=== Provided text ===

The Daily Mail could end Brexit

The recent news that the Daily Mail has bought the i newspaper for £49.6m has caused alarm and dismay to many. Is this the latest example of the extreme right tightening their grip on Britain’s print media, 80% of which they already own? It was, after all, the Mail’s long running, vengeful and ferocious campaign against the EU, under Paul Dacre’s editorship, that set the scene for Brexit.

It may be that Dacre finally overstepped the mark with his “enemies of the people” attack on our top judges, or it may be that his particular brand of burning anger was no longer necessary once the worst of his work was successfully done; at any rate many hoped that his replacement by the more pragmatic Geordie Greig would signal a change of heart at Britain’s most popular daily, and a less toxic approach.

Support for this view comes from a leading article in the British Medical Journal, and raises the interesting possibility that the Mail might one day be in the vanguard of a drive to reverse the worst calamity it ever backed: Brexit. The argument is that if the paper has seen the light and abandoned its long term support of the anti-vaxx lobby, anything is possible.

Last month, under Geordie Greig’s direction, the newspaper launched a campaign – praised by the health secretary Matt Hancock – to promote the combined measles, mumps and rubella (MMR) vaccine, and “reassure parents that vaccines, particularly MMR, are safe and vital.” Measles, which can be a killer, has returned to Britain following false claims by rogue doctor Andrew Wakefield.

Wakefield was struck off the medical register in 2010 for dishonesty and irresponsibility, having fraudulently claimed a link between the vaccine and autism. Many parents were frightened into not giving their children its protection.

“Knowing what we know now, the Wakefield study should never have been given such credence – and that is a matter of profound regret” said the Mail.

Wakefield himself was unabashed, and being possessed of a charming nature he has retained many followers and admirers, including, it is said, Donald Trump. For Andrew Wakefield read Boris Johnson, for the MMR vaccine read the protections that the EU affords us, and for frightened parents read voters fearing an invasion by immigrants. The parallels become clear.

===

● About this task
Continue the opinion piece on the Daily Mail and Brexit, starting after its last sentence.

=== Dataset excerpt ===

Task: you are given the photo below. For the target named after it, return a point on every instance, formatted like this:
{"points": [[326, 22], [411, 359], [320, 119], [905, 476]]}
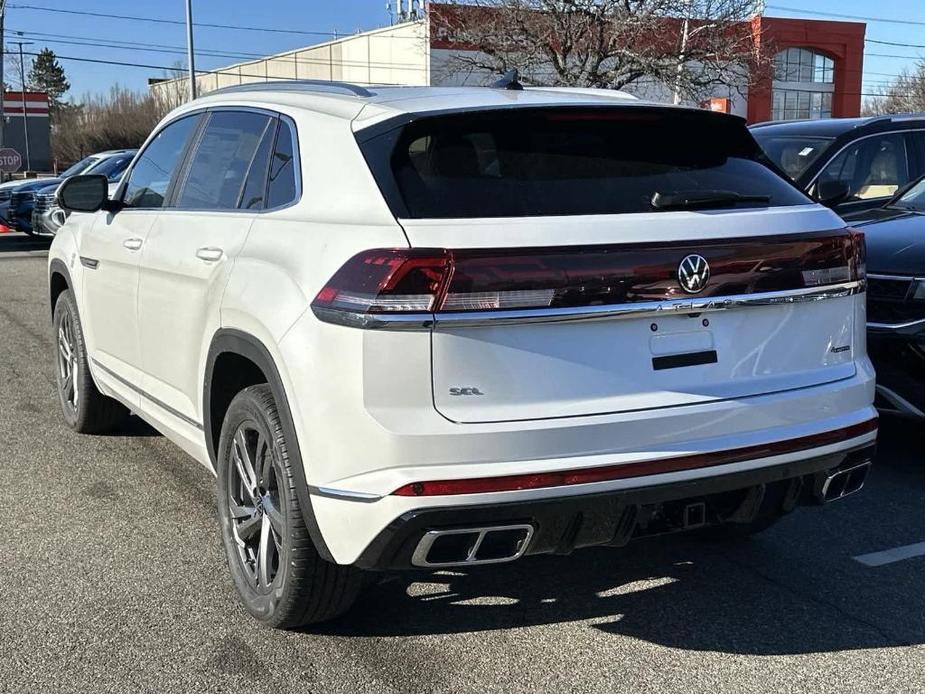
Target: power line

===

● Output
According to an accompanying article, the anti-vaccine lobby is fuelled by various factors, which include a mistrust of official advice. Many Leavers share that scepticism. We’ve had enough of experts, as Gove put it. But newspapers know how to get across to their readers.

Although the safety of the MMR vaccine was conclusively proved in 2005, the Mail continued to support anti-vaxxers for another 10 years, insisting that doctors were talking “a load of old baloney”. That was under its former editor but all the same, I can’t see a turnaround on Brexit by the Mail or any of our rightwing dailies in the near future, especially if we lose the battle on December 12th. Brexit is a slow virus, which will continue to produce a gradual decline, and its ill effects will be blamed on other things.

Eventually however, as with the re-emergence of measles, the truth will surely become so obvious that it can no longer be hidden, and newspapers will see sales potential in reversing their position. The tabloids have form on making U-turns when it suits them. Remember the Hitler diaries hoax?  Rupert Murdoch bought into that deception and proclaimed they were genuine, bur he was even happier when they were exposed as fakes, because that sold even more copies of the Sun..

When I read a headline “Scandal of the Johnson lies which led to Brexit”, in the Daily Mail or maybe the i newspaper, I will know that we have reached the turning point. With the media on our side, things will be a lot easier.  It might even be possible to recover.


* John King is a retired doctor and Remain campaigner.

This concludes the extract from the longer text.